◆ Given task: Please set out the material from the line containing "In which part of this drawing can the rear taillight" through the line containing "(0, 248), (47, 298)" as a two-column CSV with the headers wording and answer. Give each wording and its answer one row, each value in a single quoted field with line breaks replaced by spaces.

◆ Material provided:
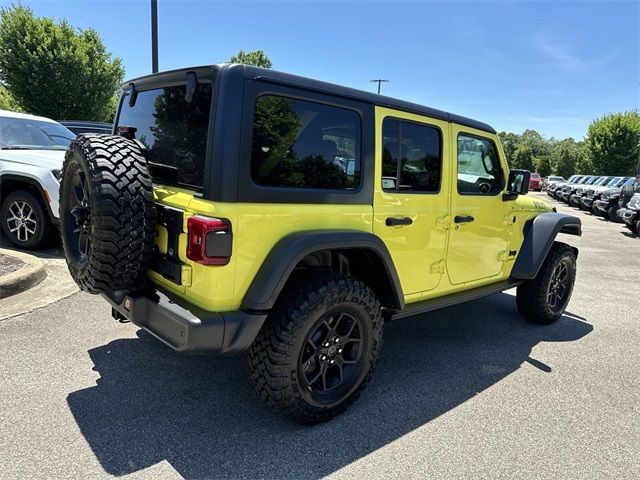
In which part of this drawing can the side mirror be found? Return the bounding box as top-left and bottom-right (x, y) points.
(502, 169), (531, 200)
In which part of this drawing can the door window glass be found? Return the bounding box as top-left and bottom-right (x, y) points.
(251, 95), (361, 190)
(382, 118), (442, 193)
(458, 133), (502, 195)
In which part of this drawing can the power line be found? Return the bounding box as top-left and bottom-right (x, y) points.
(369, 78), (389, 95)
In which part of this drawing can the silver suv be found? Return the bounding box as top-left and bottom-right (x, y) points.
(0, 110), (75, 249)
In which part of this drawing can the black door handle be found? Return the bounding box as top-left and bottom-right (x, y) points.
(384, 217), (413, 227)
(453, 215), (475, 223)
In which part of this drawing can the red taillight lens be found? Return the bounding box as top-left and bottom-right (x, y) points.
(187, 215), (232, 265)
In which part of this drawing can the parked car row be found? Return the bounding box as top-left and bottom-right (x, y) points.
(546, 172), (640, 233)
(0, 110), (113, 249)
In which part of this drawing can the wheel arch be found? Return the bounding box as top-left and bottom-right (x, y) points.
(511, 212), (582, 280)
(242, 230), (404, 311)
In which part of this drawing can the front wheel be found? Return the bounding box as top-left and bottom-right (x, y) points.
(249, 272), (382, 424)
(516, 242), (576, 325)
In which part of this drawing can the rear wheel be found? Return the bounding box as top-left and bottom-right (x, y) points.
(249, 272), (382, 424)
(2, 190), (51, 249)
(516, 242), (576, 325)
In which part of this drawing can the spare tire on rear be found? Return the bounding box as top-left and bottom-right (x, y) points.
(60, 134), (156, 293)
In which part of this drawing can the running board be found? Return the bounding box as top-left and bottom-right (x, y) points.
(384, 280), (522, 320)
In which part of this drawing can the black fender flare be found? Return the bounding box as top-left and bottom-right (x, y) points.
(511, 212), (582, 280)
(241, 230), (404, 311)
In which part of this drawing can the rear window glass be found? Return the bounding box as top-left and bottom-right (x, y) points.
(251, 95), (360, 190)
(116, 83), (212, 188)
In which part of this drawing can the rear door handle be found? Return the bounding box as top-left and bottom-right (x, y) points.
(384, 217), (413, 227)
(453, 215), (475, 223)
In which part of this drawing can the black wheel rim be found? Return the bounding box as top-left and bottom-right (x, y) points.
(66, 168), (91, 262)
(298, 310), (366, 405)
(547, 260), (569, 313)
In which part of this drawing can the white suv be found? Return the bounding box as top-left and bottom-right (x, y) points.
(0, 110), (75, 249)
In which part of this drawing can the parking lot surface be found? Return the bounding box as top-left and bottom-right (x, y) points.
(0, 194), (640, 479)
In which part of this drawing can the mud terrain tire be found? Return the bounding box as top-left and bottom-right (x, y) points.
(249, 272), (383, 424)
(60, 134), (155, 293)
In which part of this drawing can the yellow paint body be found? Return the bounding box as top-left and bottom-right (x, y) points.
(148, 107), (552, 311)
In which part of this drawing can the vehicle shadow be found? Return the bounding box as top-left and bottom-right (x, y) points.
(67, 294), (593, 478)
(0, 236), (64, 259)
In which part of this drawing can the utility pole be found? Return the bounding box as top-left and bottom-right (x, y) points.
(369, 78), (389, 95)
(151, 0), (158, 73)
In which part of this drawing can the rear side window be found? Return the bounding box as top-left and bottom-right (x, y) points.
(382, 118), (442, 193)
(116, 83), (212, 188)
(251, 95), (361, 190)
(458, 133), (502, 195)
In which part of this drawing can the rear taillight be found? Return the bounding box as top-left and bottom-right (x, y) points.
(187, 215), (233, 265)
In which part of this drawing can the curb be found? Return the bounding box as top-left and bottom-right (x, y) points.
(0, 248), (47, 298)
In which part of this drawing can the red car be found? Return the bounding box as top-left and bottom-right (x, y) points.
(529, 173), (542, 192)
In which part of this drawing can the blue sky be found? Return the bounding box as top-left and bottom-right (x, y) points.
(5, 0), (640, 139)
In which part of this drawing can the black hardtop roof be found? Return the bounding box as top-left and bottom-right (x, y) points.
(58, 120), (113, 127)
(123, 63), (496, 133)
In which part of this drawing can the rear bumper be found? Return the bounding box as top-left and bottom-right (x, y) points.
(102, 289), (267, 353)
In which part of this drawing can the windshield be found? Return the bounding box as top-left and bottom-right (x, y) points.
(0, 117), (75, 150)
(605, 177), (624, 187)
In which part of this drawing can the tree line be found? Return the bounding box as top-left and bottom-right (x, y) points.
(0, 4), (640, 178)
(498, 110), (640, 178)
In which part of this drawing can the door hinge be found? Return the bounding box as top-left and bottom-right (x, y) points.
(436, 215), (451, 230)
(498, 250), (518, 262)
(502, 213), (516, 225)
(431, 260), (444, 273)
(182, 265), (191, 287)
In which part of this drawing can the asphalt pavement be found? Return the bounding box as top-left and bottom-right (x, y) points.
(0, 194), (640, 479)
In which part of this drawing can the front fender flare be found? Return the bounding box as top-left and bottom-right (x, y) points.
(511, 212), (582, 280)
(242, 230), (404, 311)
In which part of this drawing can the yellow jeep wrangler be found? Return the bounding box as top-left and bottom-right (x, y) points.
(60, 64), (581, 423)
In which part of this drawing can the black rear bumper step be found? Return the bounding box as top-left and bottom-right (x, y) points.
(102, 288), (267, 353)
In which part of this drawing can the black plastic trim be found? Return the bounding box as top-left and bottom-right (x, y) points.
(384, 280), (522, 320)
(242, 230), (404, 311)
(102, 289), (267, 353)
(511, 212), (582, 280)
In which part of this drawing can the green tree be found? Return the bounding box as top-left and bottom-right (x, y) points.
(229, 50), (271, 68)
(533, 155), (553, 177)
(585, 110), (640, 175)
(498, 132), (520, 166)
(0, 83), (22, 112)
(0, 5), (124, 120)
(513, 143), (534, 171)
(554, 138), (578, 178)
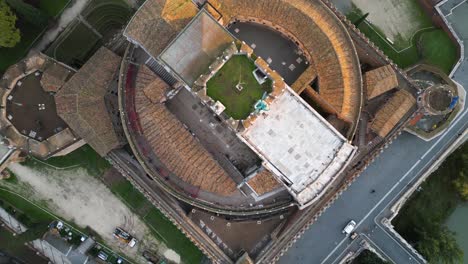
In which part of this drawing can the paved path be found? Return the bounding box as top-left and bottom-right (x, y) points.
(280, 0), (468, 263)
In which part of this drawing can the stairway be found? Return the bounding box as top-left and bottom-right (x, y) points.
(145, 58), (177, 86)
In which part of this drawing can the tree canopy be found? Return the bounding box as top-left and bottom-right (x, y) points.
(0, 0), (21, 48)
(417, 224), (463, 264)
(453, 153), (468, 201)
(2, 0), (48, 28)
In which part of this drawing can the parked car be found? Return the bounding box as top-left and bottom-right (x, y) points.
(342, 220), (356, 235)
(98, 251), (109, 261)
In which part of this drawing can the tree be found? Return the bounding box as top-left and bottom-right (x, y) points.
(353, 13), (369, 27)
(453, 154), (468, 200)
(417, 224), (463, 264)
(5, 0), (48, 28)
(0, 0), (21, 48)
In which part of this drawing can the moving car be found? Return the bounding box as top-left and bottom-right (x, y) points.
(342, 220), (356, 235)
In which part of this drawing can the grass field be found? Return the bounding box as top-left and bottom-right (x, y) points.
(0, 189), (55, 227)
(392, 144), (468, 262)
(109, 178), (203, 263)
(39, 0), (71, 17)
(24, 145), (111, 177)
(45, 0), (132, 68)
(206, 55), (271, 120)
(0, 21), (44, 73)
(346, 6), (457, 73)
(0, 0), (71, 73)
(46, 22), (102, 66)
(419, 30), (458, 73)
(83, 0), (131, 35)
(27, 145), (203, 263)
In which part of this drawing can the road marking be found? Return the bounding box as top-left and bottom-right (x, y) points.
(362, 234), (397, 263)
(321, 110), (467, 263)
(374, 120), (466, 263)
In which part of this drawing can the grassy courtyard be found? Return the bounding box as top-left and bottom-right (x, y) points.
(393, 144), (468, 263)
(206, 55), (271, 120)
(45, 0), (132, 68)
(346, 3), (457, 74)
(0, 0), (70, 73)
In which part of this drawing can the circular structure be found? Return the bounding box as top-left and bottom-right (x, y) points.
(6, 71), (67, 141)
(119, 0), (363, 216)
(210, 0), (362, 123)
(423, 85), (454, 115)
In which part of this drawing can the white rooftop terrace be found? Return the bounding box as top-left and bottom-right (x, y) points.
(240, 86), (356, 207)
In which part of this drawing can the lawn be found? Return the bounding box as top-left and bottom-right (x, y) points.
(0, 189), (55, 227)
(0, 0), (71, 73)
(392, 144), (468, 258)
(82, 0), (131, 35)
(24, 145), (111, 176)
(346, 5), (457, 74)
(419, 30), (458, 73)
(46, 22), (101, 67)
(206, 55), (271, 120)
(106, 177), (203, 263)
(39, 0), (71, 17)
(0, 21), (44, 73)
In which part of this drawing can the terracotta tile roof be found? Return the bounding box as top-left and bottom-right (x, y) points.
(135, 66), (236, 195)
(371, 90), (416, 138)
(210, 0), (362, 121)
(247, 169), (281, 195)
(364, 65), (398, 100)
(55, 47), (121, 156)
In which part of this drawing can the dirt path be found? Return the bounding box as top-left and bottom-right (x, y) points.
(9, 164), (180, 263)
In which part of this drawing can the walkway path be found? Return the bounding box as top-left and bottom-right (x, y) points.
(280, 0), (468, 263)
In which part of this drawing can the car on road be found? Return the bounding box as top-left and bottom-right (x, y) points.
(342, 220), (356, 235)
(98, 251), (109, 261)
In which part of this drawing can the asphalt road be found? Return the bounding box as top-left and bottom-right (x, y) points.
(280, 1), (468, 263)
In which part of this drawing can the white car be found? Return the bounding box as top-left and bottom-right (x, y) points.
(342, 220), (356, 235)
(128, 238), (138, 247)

◆ Answer to this problem:
wording,answer
"In which part of this drawing can the rear taillight be found? Return the bounding box as top-left and bottom-right (x, y) points.","(187, 215), (233, 265)"
"In which part of this drawing can the curb be found? Return the bounding box as top-left and bottom-right (x, y) points.","(0, 248), (47, 298)"